◆ TRY IT: Return the data below in full, matching every line exactly.

◆ DATA TO USE:
********************

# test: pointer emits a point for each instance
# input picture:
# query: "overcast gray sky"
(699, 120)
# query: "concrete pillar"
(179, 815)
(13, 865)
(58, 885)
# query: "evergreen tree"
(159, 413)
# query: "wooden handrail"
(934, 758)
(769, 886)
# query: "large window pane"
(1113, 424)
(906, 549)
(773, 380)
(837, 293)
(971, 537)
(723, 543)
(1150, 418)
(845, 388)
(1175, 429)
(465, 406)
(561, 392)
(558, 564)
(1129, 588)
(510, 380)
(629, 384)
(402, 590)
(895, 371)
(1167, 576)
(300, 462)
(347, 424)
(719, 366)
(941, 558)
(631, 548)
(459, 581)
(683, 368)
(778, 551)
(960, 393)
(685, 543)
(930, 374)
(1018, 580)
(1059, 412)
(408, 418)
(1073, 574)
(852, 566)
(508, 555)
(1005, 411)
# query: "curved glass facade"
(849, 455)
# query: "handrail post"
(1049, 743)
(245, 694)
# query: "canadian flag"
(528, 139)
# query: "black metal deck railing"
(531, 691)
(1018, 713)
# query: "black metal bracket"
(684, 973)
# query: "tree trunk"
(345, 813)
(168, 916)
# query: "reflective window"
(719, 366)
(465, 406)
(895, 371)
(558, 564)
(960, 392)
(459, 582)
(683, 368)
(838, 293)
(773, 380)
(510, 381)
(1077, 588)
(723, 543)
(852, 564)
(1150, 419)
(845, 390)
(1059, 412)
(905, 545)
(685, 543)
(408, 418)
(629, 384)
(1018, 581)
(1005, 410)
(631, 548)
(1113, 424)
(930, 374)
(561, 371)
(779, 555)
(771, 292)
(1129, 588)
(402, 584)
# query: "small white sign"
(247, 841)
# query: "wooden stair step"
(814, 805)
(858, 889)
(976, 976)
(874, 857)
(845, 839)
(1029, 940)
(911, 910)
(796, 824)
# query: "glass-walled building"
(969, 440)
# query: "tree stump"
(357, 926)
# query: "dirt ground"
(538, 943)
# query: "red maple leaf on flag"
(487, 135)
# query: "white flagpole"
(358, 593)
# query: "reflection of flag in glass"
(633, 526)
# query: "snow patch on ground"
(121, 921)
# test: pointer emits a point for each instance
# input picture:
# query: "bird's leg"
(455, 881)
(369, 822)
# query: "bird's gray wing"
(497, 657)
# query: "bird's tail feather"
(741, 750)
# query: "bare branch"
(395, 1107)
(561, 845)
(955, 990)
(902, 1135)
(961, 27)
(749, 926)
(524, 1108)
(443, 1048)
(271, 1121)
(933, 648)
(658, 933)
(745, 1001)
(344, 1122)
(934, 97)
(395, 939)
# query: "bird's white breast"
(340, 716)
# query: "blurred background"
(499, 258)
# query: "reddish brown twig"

********************

◆ RESPONSE:
# test: pointer emits a point for each instance
# input picture:
# query: "overcast gray sky"
(699, 120)
# query: "concrete pillar"
(179, 815)
(13, 865)
(58, 885)
# query: "evergreen tree"
(159, 413)
# query: "wooden handrail"
(934, 758)
(769, 886)
# query: "large window pane"
(1113, 424)
(906, 549)
(773, 380)
(837, 293)
(971, 537)
(723, 543)
(1150, 418)
(845, 388)
(1175, 429)
(465, 406)
(561, 392)
(558, 564)
(1129, 588)
(510, 380)
(629, 384)
(402, 590)
(895, 371)
(1167, 576)
(300, 462)
(347, 424)
(719, 366)
(941, 558)
(631, 548)
(459, 581)
(683, 368)
(778, 551)
(960, 393)
(685, 543)
(930, 374)
(1018, 580)
(1059, 412)
(408, 418)
(1073, 574)
(852, 566)
(508, 555)
(1005, 411)
# query: "curved glass facade"
(849, 455)
# query: "handrail post"
(1049, 743)
(245, 694)
# query: "canadian flag"
(528, 139)
# query: "black metal deck railing"
(531, 691)
(1018, 713)
# query: "black metal bracket"
(684, 973)
# query: "tree trunk"
(345, 813)
(168, 916)
# query: "reflective window"
(719, 366)
(465, 406)
(895, 371)
(558, 564)
(960, 392)
(459, 582)
(683, 368)
(838, 293)
(773, 380)
(510, 381)
(1077, 588)
(723, 543)
(852, 564)
(1150, 419)
(845, 390)
(1059, 412)
(905, 545)
(685, 543)
(408, 418)
(629, 384)
(1018, 581)
(1005, 410)
(631, 548)
(1113, 424)
(930, 374)
(561, 371)
(779, 555)
(771, 292)
(1129, 588)
(402, 584)
# query: "small white sign"
(247, 841)
# query: "wooden stair step"
(814, 805)
(858, 889)
(976, 976)
(874, 857)
(845, 839)
(1029, 940)
(911, 910)
(796, 824)
# query: "glass-walled building"
(969, 440)
# query: "tree stump"
(357, 926)
# query: "dirt ground"
(538, 943)
# query: "red maple leaf on flag"
(487, 135)
# query: "white flagpole"
(358, 593)
# query: "reflection of flag in glass"
(633, 526)
# query: "snow patch on ground"
(121, 921)
# test: pointer emits a point for each instance
# input picture:
# query: "bird's leg"
(455, 881)
(369, 822)
# query: "bird's gray wing"
(497, 657)
# query: "bird's tail feather"
(741, 750)
# query: "bare branch"
(395, 1107)
(561, 845)
(955, 990)
(902, 1135)
(961, 27)
(749, 926)
(524, 1108)
(443, 1048)
(271, 1121)
(933, 648)
(658, 933)
(745, 1001)
(344, 1122)
(934, 97)
(395, 939)
# query: "bird's white breast"
(340, 716)
# query: "blurred background"
(499, 258)
# query: "reddish brown twig"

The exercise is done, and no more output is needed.